──────── Page ────────

Security is a top concern for everything from locking our car doors to setting up door-bell cameras at home, but it’s especially important in business environments. We don’t want anyone to be able to enter our property uninvited or get their hands on our valuable assets—whether physical or digital.
What some companies forget, however, is that it’s crucial to have internal security measures in place too. No one wants to think that someone on their team would have bad intentions, but as the old adage goes, it’s better to be safe than sorry.
What’s the Best Access Control for Your Company?
Investing in a new access control system doesn’t have to be daunting. A little research can help you narrow down your options. And when you look closer, you start to see that the right access control systems can help limit your liability and keep everyone accountable.
1. Mandatory Access Control
If you want to create custom options for who can access what and when, a mandatory access control (MAC) system will probably be your best option. These systems are ideal for sites that require high security or confidentiality, such as government agencies. With this type of setup, the administrator can assign clearance or authority levels to every individual on a case-by-case basis. Because MAC tends to be the strictest form of access control, though, it can also be the most expensive.

──────── Data shown ────────

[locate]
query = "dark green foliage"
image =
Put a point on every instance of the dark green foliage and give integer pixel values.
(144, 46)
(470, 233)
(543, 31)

────────

Aim of the task:
In the access control article:
1. Which two everyday security measures open the first paragraph?
2. What two things can the right access control systems help do?
3. What drawback of mandatory access control does the article name?

Solution:
1. Locking car doors and setting up door-bell cameras at home.
2. Limit your liability and keep everyone accountable.
3. It can be the most expensive.